**Obiettivo del compito:** Estrai dal testo su Andreotti il passo che va da "Proviamo a giocare: cosa" fino a "di Enrico Berlinguer?" incluso, riportandolo senza alcuna modifica.

**Estratto selezionato:**
+ + + + +

Andreotti fu Ministro sia degli Esteri che della Difesa, avendo così modo di approfondire tematiche comuni ai due dicasteri sia pur da prospettive diverse ma coincidenti su più punti; comprese, ad esempio, l’importanza di una Marina Militare efficiente nel contesto del suo Mediterraneo, e riuscì sia a dotarla dell’Incrociatore Caio Duilio, sia a tentare di equipaggiarla con battelli a propulsione nucleare.

Cattolico? Si, ma come sempre realista, pragmatico, garante verso gli americani (fino agli eventi di Sigonella) ma non per questo non europeista tanto da sottoscrivere il Trattato di Maastricht; atlantista critico ma fedele, filoarabo, attento alla politica sovietica; non a caso, già dal 1982, individuò la Siria, ed il Presidente Assad, quali protagonisti di spicco dell’area medio orientale, senza contare i rapporti intrattenuti con Arafat e Gheddafi, divenuti poi interlocutori di rilievo in ambito diplomatico internazionale.

Giochi Competitivi

Proviamo a giocare: cosa sarebbe accaduto nella contemporaneità con un Andreotti nel pieno delle sue facoltà e, soprattutto, preceduto, contornato – ed avversato - da soggetti politici della caratura di De Gasperi, Gramsci, Fanfani, Gronchi, del Migliore, di Pietro Nenni, di Enrico Berlinguer?

Poniamo una ideale plancia da master mind per ogni possibile antagonista, e valutiamo, a prescindere dal momento storico ma basandoci sulle idee, gli avvenimenti. Intanto non potremmo non tenere conto del principio gramsciano dell’egemonia culturale, ovvero del concetto che individua le diverse forme di dominio culturale da parte di un gruppo o di una classe capace di imporre i propri punti di vista con ciò permettendo di creare le basi per un effettivo e complesso sistema di controllo: praticamente la fine dei titoli accademici rilasciati in 600 secondi da Google.

L’evoluzione della UE avrebbe dato piena ragione circa i dubbi in ambito economico, ma avrebbe probabilmente incentivato a tentare di accrescere la valenza politica comunitaria e transnazionale (ancora non pervenuta): di fatto un pietoso colpo di spugna sulle eteree politiche estere europee degli ultimi anni. Possiamo supporre un rilancio delle politiche nazionali di mediazione tra blocchi egemoni rinnovati, con una capitalizzazione della rendita di posizione geografica italiana, ora come non mai prezioso ponte tra la dirompente realtà africana ed il vecchio Continente: in concreto un rilancio delle politiche volte a valorizzare e comprendere i sommovimenti Nord Africani, con un occhio di riguardo alla prima delle perle mediterranee dell’ENI, la Libia.

+ + + + +

**Dati registrati:**
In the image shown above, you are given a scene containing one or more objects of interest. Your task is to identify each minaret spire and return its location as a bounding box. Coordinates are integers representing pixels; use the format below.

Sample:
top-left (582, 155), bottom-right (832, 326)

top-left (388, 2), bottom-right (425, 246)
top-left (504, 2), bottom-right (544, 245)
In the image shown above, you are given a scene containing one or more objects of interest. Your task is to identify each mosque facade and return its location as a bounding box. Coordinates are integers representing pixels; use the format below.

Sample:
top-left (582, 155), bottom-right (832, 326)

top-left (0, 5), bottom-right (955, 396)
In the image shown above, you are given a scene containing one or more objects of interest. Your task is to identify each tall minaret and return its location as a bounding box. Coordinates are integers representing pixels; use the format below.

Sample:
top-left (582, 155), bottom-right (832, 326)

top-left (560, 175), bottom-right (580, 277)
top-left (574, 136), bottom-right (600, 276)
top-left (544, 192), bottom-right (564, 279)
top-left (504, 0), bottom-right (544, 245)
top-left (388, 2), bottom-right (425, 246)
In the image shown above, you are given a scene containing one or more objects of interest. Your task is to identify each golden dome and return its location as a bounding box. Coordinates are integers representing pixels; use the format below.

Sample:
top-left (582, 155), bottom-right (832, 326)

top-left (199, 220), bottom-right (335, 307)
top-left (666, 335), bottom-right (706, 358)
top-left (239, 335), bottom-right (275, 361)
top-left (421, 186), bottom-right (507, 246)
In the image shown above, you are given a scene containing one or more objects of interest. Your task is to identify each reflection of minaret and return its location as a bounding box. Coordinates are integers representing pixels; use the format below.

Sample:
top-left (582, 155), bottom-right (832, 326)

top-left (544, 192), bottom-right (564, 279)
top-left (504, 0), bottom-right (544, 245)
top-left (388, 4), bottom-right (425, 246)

+ + + + +

**Risposta al compito:**
Proviamo a giocare: cosa sarebbe accaduto nella contemporaneità con un Andreotti nel pieno delle sue facoltà e, soprattutto, preceduto, contornato – ed avversato - da soggetti politici della caratura di De Gasperi, Gramsci, Fanfani, Gronchi, del Migliore, di Pietro Nenni, di Enrico Berlinguer?